→ **Exercice**: D'après le texte, qu'est-ce qui empêche le taxi de prendre l'entrée devant la résidence du vieux couple ?

→ **Texte**:

┄┄┄┄┄┄

Continuant de me battre avec la route et avec mes essuie-glace, j'écoute la dame qui continue de me raconter leurs péripéties. Je souris quand je constate que le vieil homme reprend systématiquement chaque fin de phrase de sa conjointe. Les regardant furtivement dans mon rétroviseur, je me laisse attendrir par ce vieux couple. J'arrive même à trouver cocasse l'odeur d'urine qui envahit l'habitacle du taxi. La femme qui a dû remarquer mon frétillement de narines dit : C'est pas évident de vieillir, vous savez? C'est pas évident, c'est pas évident ajoute le monsieur.

Lentement, nous nous sommes rendus à bon port. Devant leur résidence, la charrue a formé un trop gros banc de neige pour que je puisse prendre l'entrée. Pendant que la dame cherche l'argent dans son portefeuille, je sors du taxi pour faire une espèce de tranchée pour qu'ils puissent enjamber la petite butte plus facilement. Ça va bien avec la dame, mais le petit vieux me semble d'une telle fragilité, je suis mal à l'aise de lui agripper le bras pour lui faire faire la vingtaine de pas jusqu'à sa porte.

De retour au taxi, ça n'a pas été long avant que je trouve une autre course, puis les clients se sont succédé à bon rythme toute la nuit. Le lendemain matin en sortant du métro, je passe à côté de la voiture du couple, et je souris en repensant à leur mésaventure. Rien de trop tragique, mais considérant leurs âges vénérables, ça devait prendre une tout autre dimension.

J'ai croisé leur voiture abandonnée le jour d'ensuite. Encore une fois celui d'après. Le lendemain, on avait déneigé et qui sait ce qui est advenu de leur véhicule? Peu à peu, j'en suis venu à me dire que cette virée en ville, que cette balade hivernale était peut-être la dernière qu'ils s'étaient offerte. Une dernière excursion pour le peu de chemin qui reste à parcourir. Une dernière aventure pour la route.

┄┄┄┄┄┄

→ **Données brutes**:
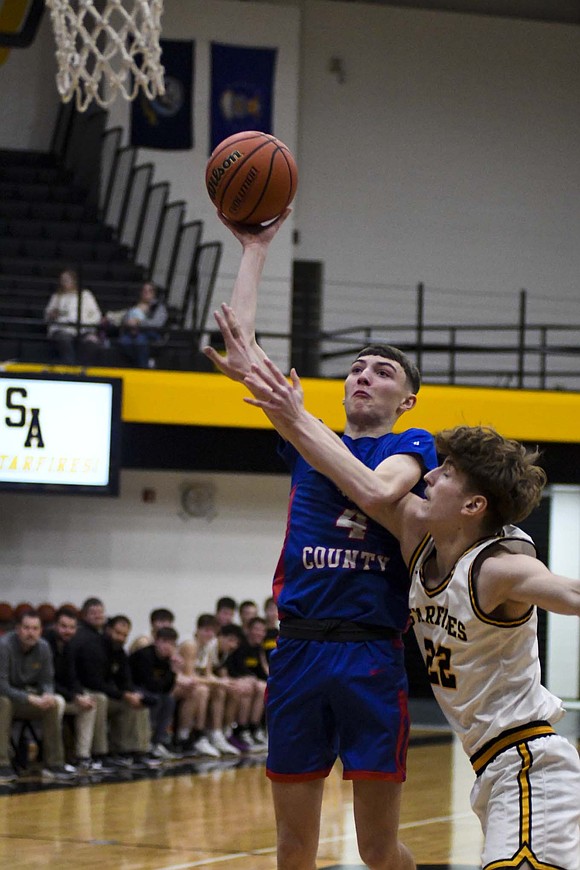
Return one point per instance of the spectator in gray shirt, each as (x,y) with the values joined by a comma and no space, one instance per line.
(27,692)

┄┄┄┄┄┄

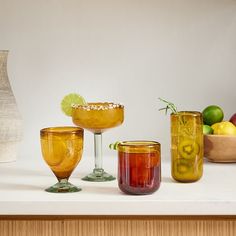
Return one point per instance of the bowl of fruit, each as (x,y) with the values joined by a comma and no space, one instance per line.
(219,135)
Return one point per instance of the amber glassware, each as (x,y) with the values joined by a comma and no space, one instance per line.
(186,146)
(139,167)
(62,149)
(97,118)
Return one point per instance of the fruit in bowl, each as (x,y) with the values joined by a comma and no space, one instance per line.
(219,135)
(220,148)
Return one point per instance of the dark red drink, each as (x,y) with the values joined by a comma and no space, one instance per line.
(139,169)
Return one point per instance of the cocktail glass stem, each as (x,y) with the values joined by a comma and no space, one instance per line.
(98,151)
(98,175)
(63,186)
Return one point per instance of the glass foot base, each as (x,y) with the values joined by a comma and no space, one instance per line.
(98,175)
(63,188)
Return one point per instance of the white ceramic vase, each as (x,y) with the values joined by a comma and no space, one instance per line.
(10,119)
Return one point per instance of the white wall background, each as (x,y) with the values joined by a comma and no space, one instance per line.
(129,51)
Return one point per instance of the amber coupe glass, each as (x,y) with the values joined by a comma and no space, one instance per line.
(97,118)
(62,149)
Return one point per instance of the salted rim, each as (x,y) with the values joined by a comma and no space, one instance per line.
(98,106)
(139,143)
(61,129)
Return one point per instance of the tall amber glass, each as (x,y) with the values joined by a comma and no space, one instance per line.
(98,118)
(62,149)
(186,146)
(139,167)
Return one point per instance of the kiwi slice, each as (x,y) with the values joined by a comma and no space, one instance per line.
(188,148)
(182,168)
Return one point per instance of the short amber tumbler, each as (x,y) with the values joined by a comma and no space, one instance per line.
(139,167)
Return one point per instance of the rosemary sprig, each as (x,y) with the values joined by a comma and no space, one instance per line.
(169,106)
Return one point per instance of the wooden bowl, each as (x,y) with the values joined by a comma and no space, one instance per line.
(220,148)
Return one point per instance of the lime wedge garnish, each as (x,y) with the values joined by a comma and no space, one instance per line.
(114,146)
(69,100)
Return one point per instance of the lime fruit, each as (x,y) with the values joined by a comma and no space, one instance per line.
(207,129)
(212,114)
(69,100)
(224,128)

┄┄┄┄┄┄

→ **Corrigé**: La charrue a formé un trop gros banc de neige.